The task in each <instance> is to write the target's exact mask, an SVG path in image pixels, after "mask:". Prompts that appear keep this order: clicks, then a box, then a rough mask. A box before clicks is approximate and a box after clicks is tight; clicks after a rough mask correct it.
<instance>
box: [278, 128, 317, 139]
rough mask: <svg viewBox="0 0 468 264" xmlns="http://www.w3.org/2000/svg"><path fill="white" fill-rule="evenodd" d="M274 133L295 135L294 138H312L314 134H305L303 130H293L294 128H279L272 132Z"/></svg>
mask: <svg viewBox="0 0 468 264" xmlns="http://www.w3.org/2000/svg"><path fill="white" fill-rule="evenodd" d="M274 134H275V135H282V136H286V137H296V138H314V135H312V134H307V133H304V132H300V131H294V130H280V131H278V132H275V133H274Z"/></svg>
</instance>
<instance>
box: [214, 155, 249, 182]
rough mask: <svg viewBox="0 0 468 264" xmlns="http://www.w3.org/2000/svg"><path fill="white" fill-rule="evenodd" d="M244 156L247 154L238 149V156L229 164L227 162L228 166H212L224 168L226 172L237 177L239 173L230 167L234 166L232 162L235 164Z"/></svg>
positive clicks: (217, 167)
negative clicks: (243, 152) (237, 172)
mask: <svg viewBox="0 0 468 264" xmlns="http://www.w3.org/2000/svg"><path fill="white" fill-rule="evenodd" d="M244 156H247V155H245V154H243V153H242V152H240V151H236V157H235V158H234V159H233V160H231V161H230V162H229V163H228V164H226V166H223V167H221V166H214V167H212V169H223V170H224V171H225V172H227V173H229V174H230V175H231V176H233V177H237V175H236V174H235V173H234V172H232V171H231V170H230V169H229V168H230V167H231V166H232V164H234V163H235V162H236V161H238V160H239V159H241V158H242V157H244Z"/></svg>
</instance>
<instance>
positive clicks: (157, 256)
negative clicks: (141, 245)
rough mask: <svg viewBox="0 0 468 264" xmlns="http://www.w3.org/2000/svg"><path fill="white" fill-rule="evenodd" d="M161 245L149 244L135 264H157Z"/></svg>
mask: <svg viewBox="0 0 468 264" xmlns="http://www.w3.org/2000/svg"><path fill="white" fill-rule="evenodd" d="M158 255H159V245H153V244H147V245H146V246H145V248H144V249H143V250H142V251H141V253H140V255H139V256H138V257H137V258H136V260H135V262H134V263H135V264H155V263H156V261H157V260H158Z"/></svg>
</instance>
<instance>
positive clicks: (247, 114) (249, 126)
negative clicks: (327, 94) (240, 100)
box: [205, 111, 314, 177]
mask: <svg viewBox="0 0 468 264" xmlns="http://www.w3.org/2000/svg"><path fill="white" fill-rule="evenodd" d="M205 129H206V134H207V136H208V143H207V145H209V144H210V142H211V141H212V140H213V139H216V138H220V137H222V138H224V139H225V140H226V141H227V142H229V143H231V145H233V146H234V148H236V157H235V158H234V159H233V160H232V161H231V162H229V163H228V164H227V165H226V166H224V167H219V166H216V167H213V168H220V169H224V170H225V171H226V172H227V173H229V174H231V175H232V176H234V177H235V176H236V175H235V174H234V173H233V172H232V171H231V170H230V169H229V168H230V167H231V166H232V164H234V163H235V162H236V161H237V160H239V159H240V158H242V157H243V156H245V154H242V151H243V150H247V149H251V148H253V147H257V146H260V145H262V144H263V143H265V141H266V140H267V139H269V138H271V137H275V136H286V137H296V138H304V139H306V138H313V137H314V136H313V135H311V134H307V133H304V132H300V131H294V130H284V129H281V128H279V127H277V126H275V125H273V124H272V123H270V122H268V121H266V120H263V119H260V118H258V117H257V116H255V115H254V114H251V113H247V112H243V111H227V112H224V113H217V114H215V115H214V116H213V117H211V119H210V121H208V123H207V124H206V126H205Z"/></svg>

▶ **WORK TO COMPLETE**:
In the listing above, find the line with "positive clicks: (247, 114) (249, 126)" and the line with "negative clicks: (327, 94) (240, 100)", then print exactly those two lines and every line between them, and nothing more.

▶ **ANSWER TO THIS EXERCISE**:
positive clicks: (247, 114) (249, 126)
negative clicks: (327, 94) (240, 100)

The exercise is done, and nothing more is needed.